#### Lo que se pide
1 > En el pasaje sobre la traducción en la España del siglo XVIII, ¿qué metro consideraba Pedro Estala el más apropiado para traducir la comedia griega?
2 > Prosigue el pasaje sobre la traducción en la España del siglo XVIII a partir de donde termina.

#### Pasaje extraído

↓↓↓

Fue también objeto de un debate particular la traducción de las obras dramáticas, tanto entre lenguas modernas como en las vulgares desde originales clásicos. La tradición áurea del uso del verso hizo difícil que se asentara en la España del XVIII la práctica cada vez más común en Europa de la prosa dramática, sobre todo en ciertos géneros nuevos, como el drama sentimental. La versificación de obras extranjeras en prosa fue muy habitual en la comedia y en los géneros de teatro popular, pues los hábitos y preferencias del público así lo aconsejaban. En la vertiente neoclásica y en las versiones de autores griegos o latinos, por contra, el verso original parecía de obligado respeto, aunque con matices y excepciones: Pedro Estala considera el octosílabo el metro más apropiado para traducir la comedia griega (así lo hizo con El Pluto de Aristófanes, Madrid, Sancha, 1794), en tanto los traductores de los trágicos franceses se debaten, por ejemplo, entre usar o no el endecasílabo libre en sus versiones de Voltaire (Vicente García de la Huerta, La fe triunfante de amor y cetro, Madrid, Pantaleón Aznar, 1784; Mariano Luis de Urquijo, La muerte de César, Madrid, Blas Román, 1791); y Juan de Trigueros opta por pasar el verso de Racine a prosa castellana en su versión de la tragedia Británico (Madrid, Gabriel Ramírez, 1752) por mor de la fidelidad y la verosimilitud.

Sin las trabas que imponía el verso, la traducción de obras literarias en prosa distaba mucho de obedecer a unos principios unificados, tanto más cuanto era en este campo donde el traductor podía aspirar a un mayor grado de libertad, y sus intervenciones en el original tenían mucho de re–creación del mismo. El caso de Cándido María Trigueros, ya citado antes por su actitud libérrima en otra traducción, es muy elocuente; en su versión de la Galatea de Florian deseaba que «esta imitación se pudiese decir obra mía […]. De este modo, con los materiales ajenos, agregando algunos propios […], he procurado levantar un edificio nuevo que sea en algún modo original y mío propio» (Trigueros 1798: XXX).

↑↑↑

#### Datos proporcionados
↓↓↓

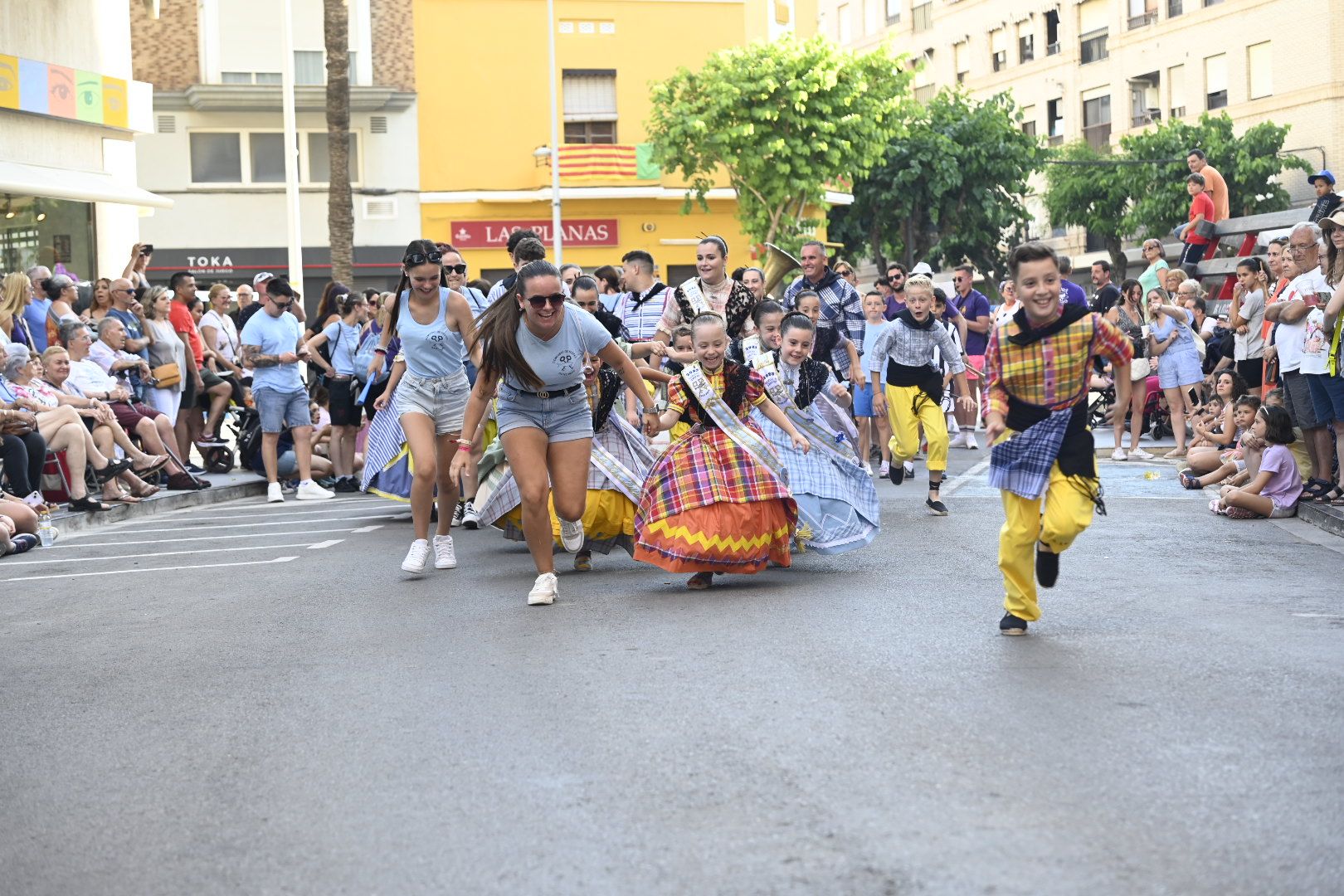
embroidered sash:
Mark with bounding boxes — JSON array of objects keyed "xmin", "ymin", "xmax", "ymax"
[
  {"xmin": 757, "ymin": 356, "xmax": 856, "ymax": 460},
  {"xmin": 681, "ymin": 362, "xmax": 789, "ymax": 486}
]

↑↑↑

#### Las respuestas
1 > El octosílabo.

2 >
La actividad traductora en el terreno literario aumentó notablemente en las últimas décadas del siglo, lo que supuso adaptar las ideas y la práctica traductoras a los retos de la nueva literatura que llegaba de Europa, ya con aires prerrománticos, en algunos casos; en ese sentido se expresan, por ejemplo, José Miguel Alea o Pascual Genaro Ródenas, en sus prólogos a Pablo y Virginia (Madrid, Pantaleón Aznar, 1798), de Bernardin de Saint–Pierre, y Atala (Valencia, José de Orga, 1803) de Chateaubriand. Pero en las traducciones narrativas las reflexiones y las actuaciones sobre los contenidos fueron más relevantes que las estilísticas. También la renovación literaria que iba fraguándose en Europa se materializó en un tipo de novelas más realistas, tanto en su reflejo de los usos sociales como de los sentimientos; los nuevos modelos humanos y las formas de relación que esas novelas venidas especialmente de Inglaterra (aunque vía Francia) podían introducir en la sociedad española de finales del siglo XVIII merecieron en general el juicio severo de los censores, atentos a preservar las buenas costumbres y el orden social establecido. En consecuencia, los traductores tendieron a una versión más libre, no tanto para acercar el original a los lectores españoles adaptándolo a los usos nacionales como por un aumento de la moralidad que permitiera ver la luz a sus trabajos. De este modo, guiado por criterios estéticos y morales, Félix Enciso Castrillón realiza importantes transformaciones en la novela francesa que traduce, Bruce y Emilia; abrevia el texto que le parece prolijo y, en aras de la moralidad, suprime o modifica cuanto considera: «Miro a esta obra como un manojo de rosas: yo la he quitado las espinas que podían dañar a las buenas costumbres de mi nación, y he dejado las flores que no pueden menos de divertir a todos» (Enciso 1808: 6).

Esta situación afectó más aún al género dramático, aunque aquí la variedad de técnicas impide generalizar en un volumen de traducciones que fue enorme, y que ha sido objeto de muchos estudios generales y particulares (Lafarga 1997 y 2020). El traductor de teatro debe plantearse qué actitud adoptar ante la estructura dramática del original (el número de actos, la forma primitiva en verso o prosa, el número y carácter de los personajes, el desarrollo de la trama argumental), además de decantarse por el respeto a las reglas y características propias de cada género o modalidad teatral, y a la tradición dramática del país del original, o bien optar por las modificaciones de contenido y forma que lo acerquen a los gustos del público y lo ajusten a los usos de la tradición nacional.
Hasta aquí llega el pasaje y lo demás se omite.